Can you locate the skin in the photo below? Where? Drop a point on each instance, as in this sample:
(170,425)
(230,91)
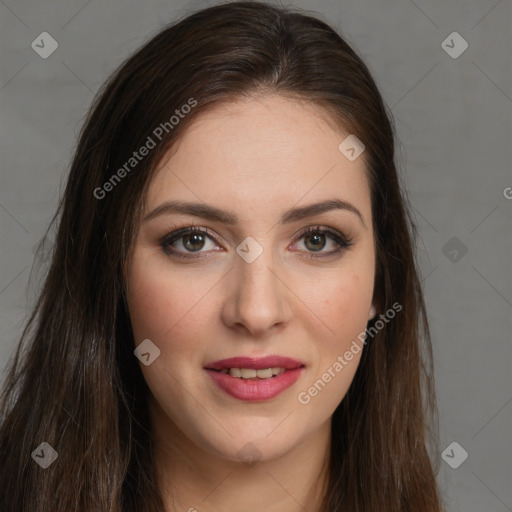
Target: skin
(257,159)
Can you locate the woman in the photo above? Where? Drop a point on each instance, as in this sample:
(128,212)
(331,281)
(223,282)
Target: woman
(232,318)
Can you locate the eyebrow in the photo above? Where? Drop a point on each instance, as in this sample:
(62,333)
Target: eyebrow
(226,217)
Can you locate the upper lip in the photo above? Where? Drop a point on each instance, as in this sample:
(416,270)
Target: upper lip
(257,363)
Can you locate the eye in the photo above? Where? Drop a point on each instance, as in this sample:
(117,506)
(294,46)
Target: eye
(186,241)
(190,239)
(316,239)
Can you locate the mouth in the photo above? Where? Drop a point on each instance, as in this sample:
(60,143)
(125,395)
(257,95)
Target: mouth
(255,379)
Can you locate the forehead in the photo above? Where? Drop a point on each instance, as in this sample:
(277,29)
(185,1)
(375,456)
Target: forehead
(257,156)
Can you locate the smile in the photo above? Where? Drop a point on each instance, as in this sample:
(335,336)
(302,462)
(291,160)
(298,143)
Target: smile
(255,379)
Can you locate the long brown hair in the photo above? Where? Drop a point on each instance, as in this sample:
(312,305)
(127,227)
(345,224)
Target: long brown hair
(74,381)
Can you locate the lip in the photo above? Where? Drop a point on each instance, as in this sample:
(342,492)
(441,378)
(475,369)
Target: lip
(256,363)
(256,389)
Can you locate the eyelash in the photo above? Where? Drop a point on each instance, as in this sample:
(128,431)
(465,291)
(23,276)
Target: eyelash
(341,240)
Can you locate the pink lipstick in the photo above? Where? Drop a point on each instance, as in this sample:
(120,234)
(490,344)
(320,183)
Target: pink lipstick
(255,379)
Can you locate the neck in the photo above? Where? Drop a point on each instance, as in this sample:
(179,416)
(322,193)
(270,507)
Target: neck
(193,479)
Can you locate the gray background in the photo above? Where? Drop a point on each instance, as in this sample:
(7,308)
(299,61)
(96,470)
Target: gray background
(454,122)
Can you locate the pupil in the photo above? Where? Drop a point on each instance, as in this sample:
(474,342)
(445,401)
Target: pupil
(197,239)
(317,238)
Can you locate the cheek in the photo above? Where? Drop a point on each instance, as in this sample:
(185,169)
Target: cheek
(164,305)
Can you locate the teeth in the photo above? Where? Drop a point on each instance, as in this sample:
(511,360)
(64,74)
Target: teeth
(251,373)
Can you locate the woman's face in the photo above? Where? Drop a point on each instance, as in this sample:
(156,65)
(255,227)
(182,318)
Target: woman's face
(250,283)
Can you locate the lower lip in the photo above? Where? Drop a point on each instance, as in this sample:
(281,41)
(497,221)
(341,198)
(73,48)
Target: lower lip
(255,389)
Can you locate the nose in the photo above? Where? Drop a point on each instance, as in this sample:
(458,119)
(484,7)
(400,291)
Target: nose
(258,300)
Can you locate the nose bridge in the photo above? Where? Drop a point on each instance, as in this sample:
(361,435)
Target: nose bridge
(258,299)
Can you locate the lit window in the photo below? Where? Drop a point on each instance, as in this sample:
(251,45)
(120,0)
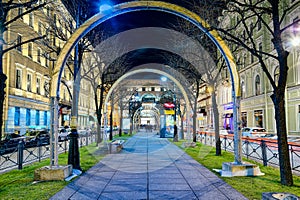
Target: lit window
(31,19)
(37,118)
(257,85)
(18,78)
(29,82)
(39,55)
(30,50)
(276,75)
(17,116)
(28,116)
(38,85)
(19,41)
(243,89)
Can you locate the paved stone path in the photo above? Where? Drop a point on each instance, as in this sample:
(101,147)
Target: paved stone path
(148,167)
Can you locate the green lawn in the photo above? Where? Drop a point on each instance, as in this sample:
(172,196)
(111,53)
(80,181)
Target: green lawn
(19,184)
(251,187)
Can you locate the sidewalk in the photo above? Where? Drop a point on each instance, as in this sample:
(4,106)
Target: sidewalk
(148,167)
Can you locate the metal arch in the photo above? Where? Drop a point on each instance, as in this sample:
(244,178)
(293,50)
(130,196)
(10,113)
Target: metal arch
(139,6)
(156,71)
(134,6)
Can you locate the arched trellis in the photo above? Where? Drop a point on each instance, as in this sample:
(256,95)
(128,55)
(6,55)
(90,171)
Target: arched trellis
(155,71)
(133,7)
(154,111)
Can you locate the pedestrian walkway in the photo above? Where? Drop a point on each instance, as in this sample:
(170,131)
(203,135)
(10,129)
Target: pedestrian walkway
(148,167)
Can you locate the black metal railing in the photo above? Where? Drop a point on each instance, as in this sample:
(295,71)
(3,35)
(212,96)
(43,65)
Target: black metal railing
(261,150)
(17,157)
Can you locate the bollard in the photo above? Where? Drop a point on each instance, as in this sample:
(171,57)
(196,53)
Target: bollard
(87,138)
(264,152)
(20,154)
(225,143)
(247,148)
(39,150)
(73,156)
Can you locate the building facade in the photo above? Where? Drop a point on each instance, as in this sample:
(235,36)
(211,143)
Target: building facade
(29,69)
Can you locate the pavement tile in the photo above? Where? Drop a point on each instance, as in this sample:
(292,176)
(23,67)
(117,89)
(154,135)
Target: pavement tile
(166,180)
(148,168)
(169,186)
(66,192)
(132,195)
(84,195)
(127,187)
(163,195)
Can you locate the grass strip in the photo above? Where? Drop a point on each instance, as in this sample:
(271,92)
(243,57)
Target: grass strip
▬▬▬▬▬▬
Write out every line of the items above as a numbered list, skipping blank lines and leaving out the pictures.

**Task output**:
1. Can you locate the skin in the photo below? Where? Drop a point on each instance, as in this sample:
2. (170,425)
3. (230,91)
4. Target: skin
5. (257,159)
6. Can you locate the woman in the photo above? Where? Drop a point on each instance, as in this sample:
7. (128,212)
8. (331,281)
9. (223,282)
10. Target: woman
11. (232,318)
12. Can you locate the eyebrow in the photo above? Where? Drop a point on each instance, as in this sample:
13. (62,333)
14. Target: eyebrow
15. (226,217)
16. Can you locate the upper lip in the photo above? Where? Drop a point on each instance, as in this sample:
17. (416,270)
18. Target: upper lip
19. (257,363)
20. Can you locate the eye in the photo above? Where? Drop a point on each instance, as in this sample:
21. (117,506)
22. (294,46)
23. Target: eye
24. (186,241)
25. (190,239)
26. (316,239)
27. Can you locate the mouth in the photo above? Where? Drop a point on each instance, as in this sample:
28. (60,143)
29. (125,395)
30. (257,95)
31. Target: mouth
32. (255,379)
33. Can you locate the forehead in the photo above? Where? Drop a point on each instance, as in this sample:
34. (277,29)
35. (185,1)
36. (375,456)
37. Target: forehead
38. (257,156)
39. Can you locate the smile in the photo above? Where? Drop a point on each instance, as in this sample:
40. (335,336)
41. (302,462)
42. (291,160)
43. (298,143)
44. Target: smile
45. (255,379)
46. Can you locate the long brown hair in the photo above? Where? Drop a point on each instance, as in this sample:
47. (312,305)
48. (127,227)
49. (345,224)
50. Target: long brown hair
51. (74,381)
52. Can you locate the lip in the photo above? Where? Drop a point on each instance, as in this sample:
53. (342,492)
54. (441,378)
55. (475,369)
56. Target: lip
57. (256,363)
58. (256,389)
59. Can you locate the eyelash in the photo above? Where? Drop a point on each instance, as in this sample:
60. (128,431)
61. (465,291)
62. (23,276)
63. Target: eyelash
64. (341,240)
65. Can you locate the pink lipstick in the photo above? Where? Drop a point on each instance, as in this sample:
66. (120,234)
67. (490,344)
68. (320,183)
69. Target: pink lipstick
70. (255,379)
71. Can you locate the neck in the photo above? Where? Drop a point on each instance, as in this sample:
72. (179,416)
73. (322,193)
74. (270,507)
75. Target: neck
76. (193,479)
77. Can you locate the gray background in the photo above? Where? Drop a point on each instance, as in this sample:
78. (7,308)
79. (299,61)
80. (96,470)
81. Target: gray background
82. (454,122)
83. Can you locate the pupil in the photo above? Where? Drop a point on each instance, as in this sample:
84. (474,342)
85. (445,401)
86. Target: pupil
87. (197,239)
88. (317,238)
89. Can you locate the cheek in the photo above? Where? Drop a point on each instance, as in this sample:
90. (185,169)
91. Target: cheek
92. (164,305)
93. Can you locate the teeth in the photo above? Where? Drop a point on each instance, as in this sample:
94. (511,360)
95. (64,74)
96. Target: teeth
97. (251,373)
98. Can you locate the woman's face in the photo above? Where? Drop a point on each instance, as in this sample:
99. (156,65)
100. (255,227)
101. (182,318)
102. Target: woman's face
103. (250,283)
104. Can you locate the lower lip in the photo above? Where? Drop a point on each instance, as in this sample:
105. (281,41)
106. (497,221)
107. (341,198)
108. (73,48)
109. Target: lower lip
110. (255,389)
111. Can you locate the nose in the photo above? Where? Drop a point on each instance, as in this sample:
112. (458,119)
113. (484,7)
114. (400,291)
115. Target: nose
116. (258,300)
117. Can you locate the nose bridge in the photo above? Where? Drop a point on each instance, as in this sample:
118. (361,435)
119. Target: nose bridge
120. (258,299)
121. Can you locate the lit window in the photo below? Where? Drop a point on each instance, as in this sample:
122. (251,45)
123. (120,0)
124. Target: lit window
125. (31,19)
126. (37,118)
127. (257,85)
128. (18,78)
129. (29,82)
130. (39,55)
131. (30,50)
132. (276,75)
133. (17,116)
134. (28,116)
135. (38,85)
136. (19,41)
137. (243,89)
138. Can you locate the paved stone path in the photo above? Where? Drop a point on each instance, as in this sample:
139. (101,147)
140. Target: paved stone path
141. (148,167)
142. Can you locate the green lawn in the photo above? Where? Drop a point on each instance, as in this sample:
143. (172,196)
144. (111,53)
145. (80,181)
146. Target: green lawn
147. (19,184)
148. (251,187)
149. Can you locate the sidewalk in the photo above? Where? Drop a point on each instance, as in this sample:
150. (4,106)
151. Target: sidewalk
152. (148,167)
153. Can you locate the metal arch in the photo above? Where? Drop a point on each instance, as in this sample:
154. (244,178)
155. (293,50)
156. (130,196)
157. (10,113)
158. Target: metal arch
159. (139,6)
160. (156,71)
161. (134,6)
162. Can you locate the arched trellis in the photo above? Where? Drop a point on each instance, as in this sample:
163. (256,95)
164. (128,55)
165. (6,55)
166. (90,171)
167. Target: arched trellis
168. (155,71)
169. (133,7)
170. (154,111)
171. Can you locate the pedestrian walkway in the photo above? Where? Drop a point on each instance, as in this sample:
172. (170,131)
173. (203,135)
174. (10,129)
175. Target: pedestrian walkway
176. (148,167)
177. Can you locate the black metal railing in the photo above? Where? Drop a point on each instance, as in this sample:
178. (295,71)
179. (3,35)
180. (212,96)
181. (43,65)
182. Target: black metal railing
183. (261,150)
184. (17,157)
185. Can you locate the bollard in the photo above? Where? Drop a point on each instance, as in this sample:
186. (171,57)
187. (196,53)
188. Target: bollard
189. (87,138)
190. (264,152)
191. (20,154)
192. (225,143)
193. (247,148)
194. (39,150)
195. (73,156)
196. Can you locate the building facade in the photo above? Where? Drop a point on each instance, as in this sample:
197. (235,36)
198. (211,143)
199. Target: building facade
200. (29,69)
201. Can you locate the pavement tile in the photo above? Where? Drop a point on each instance, as in this sample:
202. (292,176)
203. (23,67)
204. (117,89)
205. (154,135)
206. Target: pavement tile
207. (166,180)
208. (148,168)
209. (169,186)
210. (66,192)
211. (132,195)
212. (84,195)
213. (127,187)
214. (163,195)
215. Can you locate the grass strip in the photo above? Where? Drop a point on each instance, as in this sample:
216. (271,92)
217. (243,57)
218. Target: grass strip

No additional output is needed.